Both sides in the debate over whether to repeal the law that bans gays from openly serving in the military are zeroing in on a key Senate committee vote that's set for Thursday. But the fate of the proposed compromise remains uncertain.
A deal between the White House and congressional leaders that could end the 17-year-old federal law banning openly gay Americans from serving in the military was hailed by rights advocates Tuesday as "game-changer."
But the fate of the proposed compromise remains uncertain. Advocates say they are still fighting for the final votes needed to pass the measure out of the Senate Armed Services Committee on Thursday.
In the House, the measure is expected to be offered from the floor this week.
"It's tight, but I believe we'll get there," says Aubrey Sarvis, an Army veteran who heads the Servicemembers Legal Defense Network, which represents military members affected by the controversial "don''t ask, don't tell" policy.
The compromise, which would delay implementation of the repeal until the Pentagon finishes its review of the proposal in December, would appear as an amendment to the annual defense authorization bill. If all goes as its proponents plan, the measure would be voted on by both the House and Senate this week. Democrats have a 78-vote edge in the House, and control the Senate 59-41.

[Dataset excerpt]
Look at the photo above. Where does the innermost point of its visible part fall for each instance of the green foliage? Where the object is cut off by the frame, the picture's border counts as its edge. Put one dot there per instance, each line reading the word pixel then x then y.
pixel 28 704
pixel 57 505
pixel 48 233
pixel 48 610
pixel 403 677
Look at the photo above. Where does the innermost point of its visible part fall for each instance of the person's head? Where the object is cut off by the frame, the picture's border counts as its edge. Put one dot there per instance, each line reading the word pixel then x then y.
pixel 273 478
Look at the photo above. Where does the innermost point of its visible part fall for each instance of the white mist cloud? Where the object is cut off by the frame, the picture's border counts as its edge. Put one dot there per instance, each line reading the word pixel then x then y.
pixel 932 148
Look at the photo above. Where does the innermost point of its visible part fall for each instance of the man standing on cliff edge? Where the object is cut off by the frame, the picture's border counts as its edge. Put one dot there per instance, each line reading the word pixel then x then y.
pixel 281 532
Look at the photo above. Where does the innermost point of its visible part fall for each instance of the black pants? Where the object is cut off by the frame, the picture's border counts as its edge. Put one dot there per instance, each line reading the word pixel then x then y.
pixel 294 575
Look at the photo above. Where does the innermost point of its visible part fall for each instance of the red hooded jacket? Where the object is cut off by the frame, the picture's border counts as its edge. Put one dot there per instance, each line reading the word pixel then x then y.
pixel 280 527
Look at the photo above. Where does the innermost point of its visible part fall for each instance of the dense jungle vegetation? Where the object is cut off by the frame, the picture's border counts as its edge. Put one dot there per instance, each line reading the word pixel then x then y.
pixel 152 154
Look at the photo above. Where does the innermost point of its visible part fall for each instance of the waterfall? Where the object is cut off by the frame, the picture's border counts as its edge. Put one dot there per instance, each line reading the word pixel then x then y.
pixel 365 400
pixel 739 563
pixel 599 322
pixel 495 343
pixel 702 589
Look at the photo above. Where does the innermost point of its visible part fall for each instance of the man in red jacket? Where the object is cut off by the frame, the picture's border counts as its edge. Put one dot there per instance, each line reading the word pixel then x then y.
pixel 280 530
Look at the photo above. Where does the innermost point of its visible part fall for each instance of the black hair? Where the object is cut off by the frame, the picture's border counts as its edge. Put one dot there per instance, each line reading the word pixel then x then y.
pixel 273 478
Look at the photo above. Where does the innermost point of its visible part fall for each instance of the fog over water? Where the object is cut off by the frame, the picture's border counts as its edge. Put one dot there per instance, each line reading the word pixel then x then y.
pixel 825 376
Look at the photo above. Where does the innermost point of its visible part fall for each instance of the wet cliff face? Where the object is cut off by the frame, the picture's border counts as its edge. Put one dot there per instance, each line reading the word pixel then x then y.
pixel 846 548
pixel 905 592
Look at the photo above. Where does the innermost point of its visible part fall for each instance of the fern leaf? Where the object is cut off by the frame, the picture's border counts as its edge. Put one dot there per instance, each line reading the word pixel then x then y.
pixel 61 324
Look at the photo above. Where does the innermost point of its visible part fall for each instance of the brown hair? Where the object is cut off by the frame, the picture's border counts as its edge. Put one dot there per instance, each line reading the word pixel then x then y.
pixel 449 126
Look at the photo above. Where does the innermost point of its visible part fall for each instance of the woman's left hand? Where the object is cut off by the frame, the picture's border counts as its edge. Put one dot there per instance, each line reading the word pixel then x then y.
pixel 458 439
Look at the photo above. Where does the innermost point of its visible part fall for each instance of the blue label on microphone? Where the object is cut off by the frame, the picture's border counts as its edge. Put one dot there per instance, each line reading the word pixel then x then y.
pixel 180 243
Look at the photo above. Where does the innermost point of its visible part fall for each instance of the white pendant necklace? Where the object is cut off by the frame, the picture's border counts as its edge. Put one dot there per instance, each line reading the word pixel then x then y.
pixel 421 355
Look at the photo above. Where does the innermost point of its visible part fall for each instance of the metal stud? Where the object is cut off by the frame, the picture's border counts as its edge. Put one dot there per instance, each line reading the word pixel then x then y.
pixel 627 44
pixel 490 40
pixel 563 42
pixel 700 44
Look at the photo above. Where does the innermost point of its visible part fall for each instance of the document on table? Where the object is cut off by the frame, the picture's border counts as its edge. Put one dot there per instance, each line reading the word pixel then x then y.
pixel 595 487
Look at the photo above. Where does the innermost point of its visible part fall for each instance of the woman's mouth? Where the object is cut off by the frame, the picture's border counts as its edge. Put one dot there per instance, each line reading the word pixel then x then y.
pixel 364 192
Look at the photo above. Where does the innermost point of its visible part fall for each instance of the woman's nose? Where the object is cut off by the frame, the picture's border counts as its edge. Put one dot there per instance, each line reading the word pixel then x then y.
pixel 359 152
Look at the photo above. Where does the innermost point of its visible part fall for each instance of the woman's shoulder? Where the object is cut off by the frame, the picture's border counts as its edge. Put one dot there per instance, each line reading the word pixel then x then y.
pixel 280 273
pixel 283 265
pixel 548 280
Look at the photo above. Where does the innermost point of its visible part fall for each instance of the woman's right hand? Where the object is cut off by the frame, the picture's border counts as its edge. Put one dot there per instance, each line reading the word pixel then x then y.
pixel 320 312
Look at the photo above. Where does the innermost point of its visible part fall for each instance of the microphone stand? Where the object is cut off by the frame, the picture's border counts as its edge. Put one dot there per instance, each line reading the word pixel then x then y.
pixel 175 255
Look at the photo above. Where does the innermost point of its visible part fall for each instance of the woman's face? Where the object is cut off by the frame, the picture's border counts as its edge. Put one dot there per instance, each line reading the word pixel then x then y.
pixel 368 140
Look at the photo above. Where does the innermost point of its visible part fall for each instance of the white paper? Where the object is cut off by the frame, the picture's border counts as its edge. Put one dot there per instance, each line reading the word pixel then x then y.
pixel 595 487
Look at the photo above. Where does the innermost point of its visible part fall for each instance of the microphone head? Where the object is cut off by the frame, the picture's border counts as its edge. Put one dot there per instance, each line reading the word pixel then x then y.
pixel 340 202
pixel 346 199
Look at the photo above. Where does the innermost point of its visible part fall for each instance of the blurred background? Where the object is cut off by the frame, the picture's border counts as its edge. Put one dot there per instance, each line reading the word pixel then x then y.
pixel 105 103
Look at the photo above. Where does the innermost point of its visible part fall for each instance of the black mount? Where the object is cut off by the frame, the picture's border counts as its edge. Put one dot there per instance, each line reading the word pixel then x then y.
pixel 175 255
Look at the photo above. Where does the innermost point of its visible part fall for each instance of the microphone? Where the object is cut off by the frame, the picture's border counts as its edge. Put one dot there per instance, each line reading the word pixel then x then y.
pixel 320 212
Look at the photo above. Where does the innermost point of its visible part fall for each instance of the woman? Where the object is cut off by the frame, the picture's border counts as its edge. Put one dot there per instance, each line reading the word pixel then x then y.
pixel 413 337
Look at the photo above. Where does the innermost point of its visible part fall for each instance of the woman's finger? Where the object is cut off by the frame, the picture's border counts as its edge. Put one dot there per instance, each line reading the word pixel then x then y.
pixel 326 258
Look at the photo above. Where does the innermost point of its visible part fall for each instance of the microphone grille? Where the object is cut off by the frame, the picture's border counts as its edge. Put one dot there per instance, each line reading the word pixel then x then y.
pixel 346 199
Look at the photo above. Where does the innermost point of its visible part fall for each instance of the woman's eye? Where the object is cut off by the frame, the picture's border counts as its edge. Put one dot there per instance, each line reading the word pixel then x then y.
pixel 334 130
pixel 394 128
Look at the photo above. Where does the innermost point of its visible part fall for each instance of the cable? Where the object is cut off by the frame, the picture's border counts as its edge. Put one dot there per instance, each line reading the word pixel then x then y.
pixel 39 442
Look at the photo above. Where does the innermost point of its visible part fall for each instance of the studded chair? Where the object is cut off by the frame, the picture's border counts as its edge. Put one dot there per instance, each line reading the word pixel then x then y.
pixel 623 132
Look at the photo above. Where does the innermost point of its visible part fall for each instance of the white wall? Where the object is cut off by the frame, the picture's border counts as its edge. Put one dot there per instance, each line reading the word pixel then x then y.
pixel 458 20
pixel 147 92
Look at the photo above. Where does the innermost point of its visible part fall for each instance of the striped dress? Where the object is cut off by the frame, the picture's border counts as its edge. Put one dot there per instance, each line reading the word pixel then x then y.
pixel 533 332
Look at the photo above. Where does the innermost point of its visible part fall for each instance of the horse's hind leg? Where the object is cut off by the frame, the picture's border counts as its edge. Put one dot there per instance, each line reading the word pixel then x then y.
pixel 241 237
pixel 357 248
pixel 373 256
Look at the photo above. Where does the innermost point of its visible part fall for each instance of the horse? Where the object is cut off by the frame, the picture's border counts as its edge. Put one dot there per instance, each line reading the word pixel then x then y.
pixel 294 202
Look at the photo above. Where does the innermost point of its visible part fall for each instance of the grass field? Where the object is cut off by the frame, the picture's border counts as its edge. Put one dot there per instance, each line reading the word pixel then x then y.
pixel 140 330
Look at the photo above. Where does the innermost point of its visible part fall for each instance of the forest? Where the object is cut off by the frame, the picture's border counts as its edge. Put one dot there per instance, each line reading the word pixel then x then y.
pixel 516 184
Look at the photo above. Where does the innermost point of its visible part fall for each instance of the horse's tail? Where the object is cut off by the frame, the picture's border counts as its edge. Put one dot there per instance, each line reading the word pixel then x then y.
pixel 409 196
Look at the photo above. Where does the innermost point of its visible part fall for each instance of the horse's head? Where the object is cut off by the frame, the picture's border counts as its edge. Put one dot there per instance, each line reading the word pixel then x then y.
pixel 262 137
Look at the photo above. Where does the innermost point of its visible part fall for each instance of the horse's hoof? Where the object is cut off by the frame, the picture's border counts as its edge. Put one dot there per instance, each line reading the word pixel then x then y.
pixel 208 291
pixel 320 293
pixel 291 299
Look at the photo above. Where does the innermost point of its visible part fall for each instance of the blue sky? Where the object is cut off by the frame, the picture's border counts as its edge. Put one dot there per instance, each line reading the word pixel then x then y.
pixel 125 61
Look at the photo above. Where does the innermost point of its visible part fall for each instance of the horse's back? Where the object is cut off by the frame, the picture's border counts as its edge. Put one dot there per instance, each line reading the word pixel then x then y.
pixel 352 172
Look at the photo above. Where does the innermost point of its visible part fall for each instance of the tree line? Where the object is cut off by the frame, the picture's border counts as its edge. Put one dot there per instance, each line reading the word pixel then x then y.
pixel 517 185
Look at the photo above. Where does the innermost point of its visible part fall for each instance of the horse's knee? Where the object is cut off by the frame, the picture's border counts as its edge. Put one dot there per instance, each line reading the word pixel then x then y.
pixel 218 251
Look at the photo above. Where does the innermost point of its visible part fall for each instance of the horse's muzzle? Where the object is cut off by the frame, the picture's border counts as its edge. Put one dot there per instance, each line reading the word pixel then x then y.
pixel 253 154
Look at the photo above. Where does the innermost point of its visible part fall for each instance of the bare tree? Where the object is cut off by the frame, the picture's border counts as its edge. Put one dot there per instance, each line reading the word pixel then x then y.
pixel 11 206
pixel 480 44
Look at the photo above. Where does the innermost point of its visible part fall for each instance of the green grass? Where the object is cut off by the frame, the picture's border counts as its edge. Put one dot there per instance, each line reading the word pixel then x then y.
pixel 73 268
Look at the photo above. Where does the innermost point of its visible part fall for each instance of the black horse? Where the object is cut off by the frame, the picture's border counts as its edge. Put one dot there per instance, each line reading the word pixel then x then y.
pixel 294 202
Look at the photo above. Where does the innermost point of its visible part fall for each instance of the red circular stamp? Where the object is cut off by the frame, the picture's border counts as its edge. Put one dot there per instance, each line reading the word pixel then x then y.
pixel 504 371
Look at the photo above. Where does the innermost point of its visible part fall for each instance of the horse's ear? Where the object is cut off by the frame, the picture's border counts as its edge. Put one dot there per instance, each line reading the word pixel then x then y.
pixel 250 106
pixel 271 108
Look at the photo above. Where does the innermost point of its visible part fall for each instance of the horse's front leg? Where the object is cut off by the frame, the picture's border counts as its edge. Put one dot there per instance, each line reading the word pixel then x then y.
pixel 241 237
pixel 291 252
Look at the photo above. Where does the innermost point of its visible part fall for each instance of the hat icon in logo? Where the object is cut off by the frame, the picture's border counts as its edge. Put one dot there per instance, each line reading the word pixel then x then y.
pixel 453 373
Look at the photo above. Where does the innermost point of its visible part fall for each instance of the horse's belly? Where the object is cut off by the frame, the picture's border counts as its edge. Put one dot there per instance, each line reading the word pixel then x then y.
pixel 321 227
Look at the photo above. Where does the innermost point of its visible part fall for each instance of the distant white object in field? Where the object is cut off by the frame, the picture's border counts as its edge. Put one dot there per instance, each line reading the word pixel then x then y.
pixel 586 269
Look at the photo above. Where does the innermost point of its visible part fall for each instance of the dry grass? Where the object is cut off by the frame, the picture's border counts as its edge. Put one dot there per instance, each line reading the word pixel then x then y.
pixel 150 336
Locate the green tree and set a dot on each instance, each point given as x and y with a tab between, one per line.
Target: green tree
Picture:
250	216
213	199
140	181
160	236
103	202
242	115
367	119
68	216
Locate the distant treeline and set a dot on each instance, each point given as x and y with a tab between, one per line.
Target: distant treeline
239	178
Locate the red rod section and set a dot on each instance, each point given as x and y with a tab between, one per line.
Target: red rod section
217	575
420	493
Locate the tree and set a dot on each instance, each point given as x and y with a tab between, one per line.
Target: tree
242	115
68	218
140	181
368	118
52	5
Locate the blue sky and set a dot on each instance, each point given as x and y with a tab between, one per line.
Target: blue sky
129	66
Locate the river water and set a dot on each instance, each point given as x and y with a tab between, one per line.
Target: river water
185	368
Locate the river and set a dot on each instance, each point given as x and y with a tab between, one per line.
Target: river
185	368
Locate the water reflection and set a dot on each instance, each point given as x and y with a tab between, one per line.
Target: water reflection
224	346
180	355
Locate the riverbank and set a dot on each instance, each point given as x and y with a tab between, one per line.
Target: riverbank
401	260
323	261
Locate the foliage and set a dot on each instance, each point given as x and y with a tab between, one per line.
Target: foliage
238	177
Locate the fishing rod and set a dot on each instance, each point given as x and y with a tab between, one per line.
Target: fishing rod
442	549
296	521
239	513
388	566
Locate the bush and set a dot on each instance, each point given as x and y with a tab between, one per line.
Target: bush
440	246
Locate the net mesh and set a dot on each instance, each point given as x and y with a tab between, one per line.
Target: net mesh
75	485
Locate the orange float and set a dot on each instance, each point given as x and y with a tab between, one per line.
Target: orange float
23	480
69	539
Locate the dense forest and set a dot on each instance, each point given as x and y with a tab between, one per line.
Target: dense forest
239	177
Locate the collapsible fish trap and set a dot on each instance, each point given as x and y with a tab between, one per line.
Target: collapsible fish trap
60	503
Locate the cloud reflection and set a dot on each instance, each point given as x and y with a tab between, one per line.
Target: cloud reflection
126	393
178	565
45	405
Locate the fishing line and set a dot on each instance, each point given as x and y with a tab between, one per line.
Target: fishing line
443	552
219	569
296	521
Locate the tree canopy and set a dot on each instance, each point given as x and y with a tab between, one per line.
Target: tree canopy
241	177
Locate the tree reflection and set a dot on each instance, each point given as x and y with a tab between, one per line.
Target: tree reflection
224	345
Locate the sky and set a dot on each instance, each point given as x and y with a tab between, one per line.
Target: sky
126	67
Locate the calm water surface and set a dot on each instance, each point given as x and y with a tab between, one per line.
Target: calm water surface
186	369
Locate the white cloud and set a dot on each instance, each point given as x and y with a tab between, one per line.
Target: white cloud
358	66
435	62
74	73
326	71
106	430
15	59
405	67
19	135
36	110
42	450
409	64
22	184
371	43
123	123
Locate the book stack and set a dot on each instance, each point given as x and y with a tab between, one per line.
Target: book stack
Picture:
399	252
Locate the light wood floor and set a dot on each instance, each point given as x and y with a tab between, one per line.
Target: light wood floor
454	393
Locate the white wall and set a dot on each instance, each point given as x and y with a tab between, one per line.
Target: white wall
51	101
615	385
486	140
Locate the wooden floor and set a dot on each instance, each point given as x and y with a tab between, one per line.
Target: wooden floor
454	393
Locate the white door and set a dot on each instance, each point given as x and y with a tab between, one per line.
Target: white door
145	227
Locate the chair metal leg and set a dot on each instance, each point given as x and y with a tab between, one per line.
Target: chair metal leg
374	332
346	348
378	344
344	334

* [Task set]
a) According to the article on repealing the ban on openly gay military service, who heads the Servicemembers Legal Defense Network?
b) In the entries, change "white door" to "gray door" in the lines starting with the line that contains "Locate the wooden" and going on through the last line of the entries. Write out only those lines, with everything else left as it is.
The article and the entries have no connection to each other.

* [Answers by task]
a) Aubrey Sarvis, an Army veteran, heads the Servicemembers Legal Defense Network.

b)
Locate the wooden floor and set a dot on each instance, each point given as x and y with a tab between, one per line.
Target: wooden floor
454	393
Locate the gray door and set a dot on each instance, each point given as x and y with a tab between, one per line.
Target: gray door
145	227
Locate the chair metal leg and set a dot on each instance, each point given as x and y with a tab between, one per line.
Target: chair metal leg
374	332
346	348
378	344
344	334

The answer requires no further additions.